— Extract to read —

*** Block opens ***

Mark O’Haire takes a deep dive into the Bundesliga, shining a light on the surprise early pacesetters Union Berlin.
Union Berlin fans could be forgiven for thinking they’ve encountered utopia. 10 games into the 2022/23 Bundesliga campaign and the unfashionable capital club, against every expectation, remain top of the tree in Germany (W7-D2-L1), two points clear of the chasing pack after seeing off supposed title challengers Borussia Dortmund 2-0 on Sunday.
Who knows whether it will last but the Die Eisernen (‘The Iron Ones’) faithful who have followed the club through thin and thinner down the years are determined to savour the moment. Never before have Union enjoyed a league-leading position in the Bundesliga, but Urs Fischer’s charges are well worthy of their lofty early season position.
Despite enjoying over 75% possession at the compact and atmospheric Stadion An der Alten Forsterei, Dortmund rarely threatened Union. A first-half Janik Haberer double did the business for the Berlin boys - the first taking advantage of an air kick by Gregor Kobel, and the second a zinging drive from the edge of the area putting Die Eisernen on their way.
Union had to dig deep in the second-half but their immense, dogged resistance deserves special praise considering the underdogs came into the contest with two days’ less rest compared to BVB, having battled to the end to beat Malmo late on in the Europa League on Thursday night. But can Europe’s Cinderella side maintain their remarkable start?

*** Block closes ***

— Directions —
Based on the report on Union Berlin, decide whether each statement is true, answering yes or no and quoting the words that decide it: (a) Union Berlin had led the Bundesliga in an earlier season; (b) Dortmund had more of the ball than Union in Sunday's match; (c) Union beat Malmo in the Champions League. The listing after this point is separate material and has no connection to the report on Union Berlin.

— Data —
*** Block opens ***

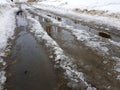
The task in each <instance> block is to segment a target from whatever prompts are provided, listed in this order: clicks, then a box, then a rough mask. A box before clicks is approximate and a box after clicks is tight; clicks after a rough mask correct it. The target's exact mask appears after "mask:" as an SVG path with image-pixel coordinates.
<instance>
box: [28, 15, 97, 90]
mask: <svg viewBox="0 0 120 90" xmlns="http://www.w3.org/2000/svg"><path fill="white" fill-rule="evenodd" d="M27 18H28V20H29V25H30V27H31V32H33V33H34V34H35V36H36V38H37V39H38V40H40V41H41V40H43V41H44V42H45V44H46V46H47V47H48V48H50V49H51V50H52V51H53V53H54V55H55V63H56V65H58V66H59V67H61V68H62V69H64V70H65V75H66V77H68V78H69V79H70V82H69V83H68V86H69V87H72V88H75V89H80V88H84V89H85V90H96V88H94V87H92V86H91V84H89V83H87V82H86V80H85V77H84V74H83V73H82V72H80V71H78V70H77V69H76V66H75V65H74V64H73V63H72V58H70V57H68V56H66V55H65V54H64V52H63V50H62V49H61V48H60V47H59V45H58V44H57V43H56V42H55V41H54V40H53V39H52V38H51V37H50V36H49V35H48V34H47V32H46V31H45V30H44V29H43V28H42V26H41V25H40V23H39V22H38V21H37V20H35V19H33V18H31V17H27Z"/></svg>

*** Block closes ***

— Final answer —
(a) No: "Never before have Union enjoyed a league-leading position in the Bundesliga"
(b) Yes: "Despite enjoying over 75% possession at the compact and atmospheric Stadion An der Alten Forsterei, Dortmund rarely threatened Union."
(c) No: "having battled to the end to beat Malmo late on in the Europa League on Thursday night"